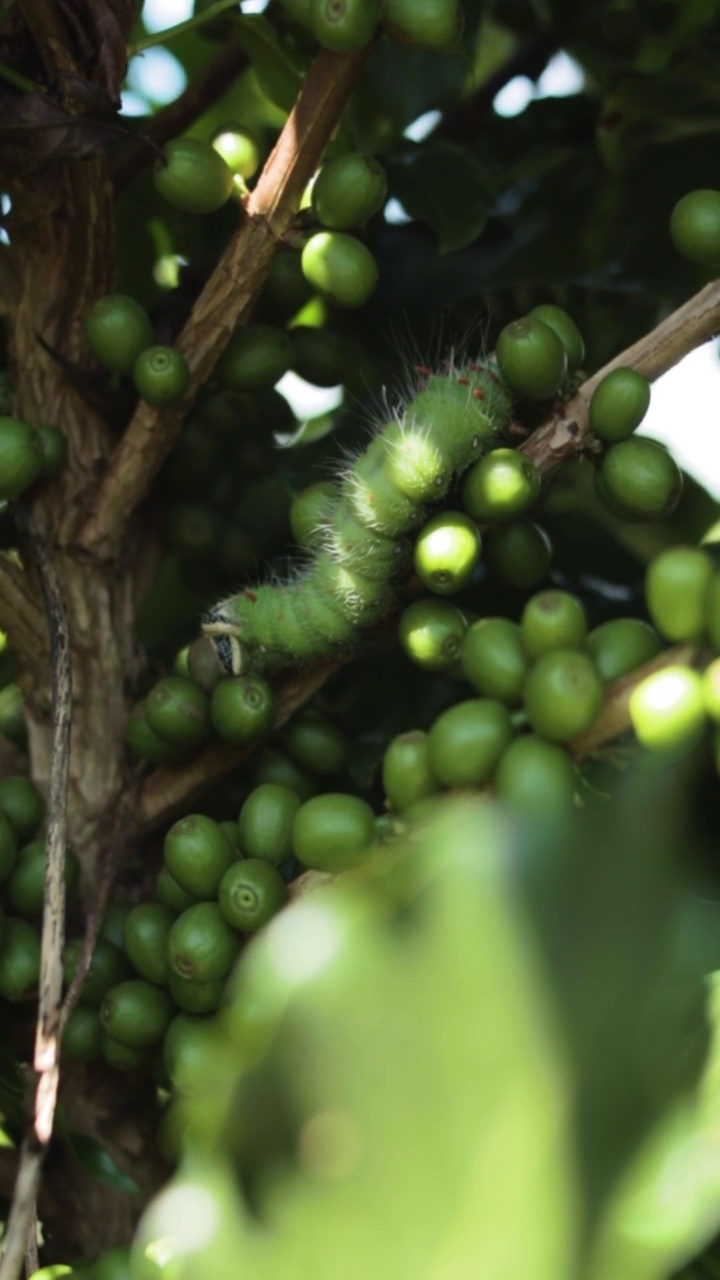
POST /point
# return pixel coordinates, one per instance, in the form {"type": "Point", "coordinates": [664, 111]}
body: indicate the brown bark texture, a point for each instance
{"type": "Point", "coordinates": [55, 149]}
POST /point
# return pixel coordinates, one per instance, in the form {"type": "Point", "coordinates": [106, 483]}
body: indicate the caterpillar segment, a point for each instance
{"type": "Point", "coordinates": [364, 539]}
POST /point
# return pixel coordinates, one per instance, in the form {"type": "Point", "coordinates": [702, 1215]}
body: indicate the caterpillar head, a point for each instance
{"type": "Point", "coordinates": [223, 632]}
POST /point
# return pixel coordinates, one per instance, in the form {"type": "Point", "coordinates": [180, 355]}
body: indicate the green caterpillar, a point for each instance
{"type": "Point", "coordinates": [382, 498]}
※ ※ ※
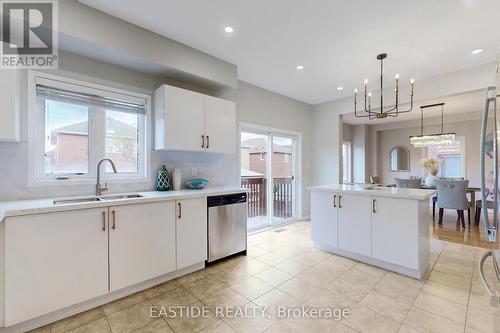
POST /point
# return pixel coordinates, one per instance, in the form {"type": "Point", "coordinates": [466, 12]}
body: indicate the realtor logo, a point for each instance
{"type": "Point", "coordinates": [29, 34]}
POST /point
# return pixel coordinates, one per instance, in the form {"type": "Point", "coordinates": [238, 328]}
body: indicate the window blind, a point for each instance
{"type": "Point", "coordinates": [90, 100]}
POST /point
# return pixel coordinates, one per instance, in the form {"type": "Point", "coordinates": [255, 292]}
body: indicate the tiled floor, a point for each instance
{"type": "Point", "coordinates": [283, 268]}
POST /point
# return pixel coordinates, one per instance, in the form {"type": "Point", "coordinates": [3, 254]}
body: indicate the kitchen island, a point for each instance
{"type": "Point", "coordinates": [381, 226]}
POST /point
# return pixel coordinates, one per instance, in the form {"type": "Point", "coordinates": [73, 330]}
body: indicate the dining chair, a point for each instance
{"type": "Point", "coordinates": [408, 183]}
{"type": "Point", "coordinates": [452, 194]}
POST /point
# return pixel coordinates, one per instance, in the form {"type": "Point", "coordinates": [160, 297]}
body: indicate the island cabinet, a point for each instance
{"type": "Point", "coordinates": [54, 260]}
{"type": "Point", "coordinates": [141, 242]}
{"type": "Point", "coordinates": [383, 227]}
※ ※ ※
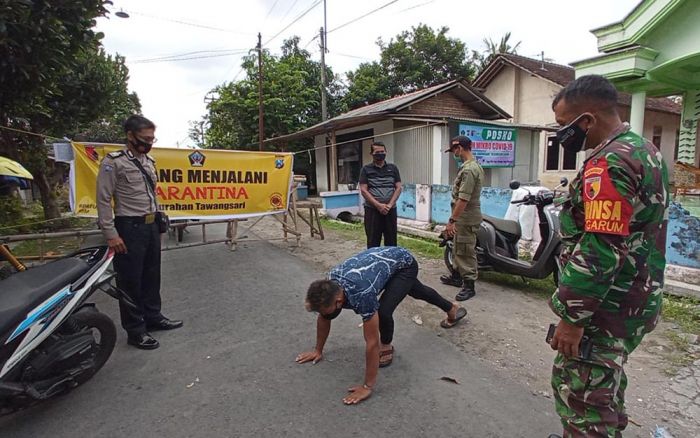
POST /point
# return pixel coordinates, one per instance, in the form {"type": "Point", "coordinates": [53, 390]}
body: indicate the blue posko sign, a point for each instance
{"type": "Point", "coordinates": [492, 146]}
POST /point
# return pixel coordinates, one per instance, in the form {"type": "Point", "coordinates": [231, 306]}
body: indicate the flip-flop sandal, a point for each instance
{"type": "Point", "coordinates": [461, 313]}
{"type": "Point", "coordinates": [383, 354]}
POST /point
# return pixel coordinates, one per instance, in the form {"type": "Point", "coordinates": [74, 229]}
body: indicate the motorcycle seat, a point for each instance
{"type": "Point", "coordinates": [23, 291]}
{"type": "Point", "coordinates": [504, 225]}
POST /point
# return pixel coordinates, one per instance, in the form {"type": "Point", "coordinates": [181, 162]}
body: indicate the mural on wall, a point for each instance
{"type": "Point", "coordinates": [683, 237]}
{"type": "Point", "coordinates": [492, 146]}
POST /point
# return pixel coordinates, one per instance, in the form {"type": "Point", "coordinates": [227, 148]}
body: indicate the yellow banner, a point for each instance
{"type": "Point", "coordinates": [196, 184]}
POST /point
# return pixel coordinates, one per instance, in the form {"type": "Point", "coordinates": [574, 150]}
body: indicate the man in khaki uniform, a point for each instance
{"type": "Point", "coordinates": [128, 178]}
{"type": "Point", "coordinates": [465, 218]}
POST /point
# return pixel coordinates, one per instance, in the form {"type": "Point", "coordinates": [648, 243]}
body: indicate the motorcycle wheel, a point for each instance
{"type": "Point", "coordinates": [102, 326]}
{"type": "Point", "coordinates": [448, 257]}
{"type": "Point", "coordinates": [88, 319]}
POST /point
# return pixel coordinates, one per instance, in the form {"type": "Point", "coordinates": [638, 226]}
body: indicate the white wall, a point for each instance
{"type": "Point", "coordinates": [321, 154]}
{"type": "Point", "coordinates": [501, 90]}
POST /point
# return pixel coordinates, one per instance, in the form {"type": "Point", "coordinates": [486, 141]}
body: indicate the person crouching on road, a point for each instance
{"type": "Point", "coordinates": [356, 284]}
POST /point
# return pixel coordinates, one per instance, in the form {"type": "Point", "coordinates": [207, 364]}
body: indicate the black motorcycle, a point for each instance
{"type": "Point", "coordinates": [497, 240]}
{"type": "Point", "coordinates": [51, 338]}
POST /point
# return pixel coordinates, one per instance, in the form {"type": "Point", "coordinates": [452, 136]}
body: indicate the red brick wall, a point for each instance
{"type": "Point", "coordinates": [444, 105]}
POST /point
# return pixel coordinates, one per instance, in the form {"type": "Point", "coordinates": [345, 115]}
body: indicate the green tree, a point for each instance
※ ※ ※
**Exercise objective:**
List each line above that contains the string "island".

**Task result:**
body: indicate the kitchen island, a point for each instance
body: indicate the island cabinet, a point for each instance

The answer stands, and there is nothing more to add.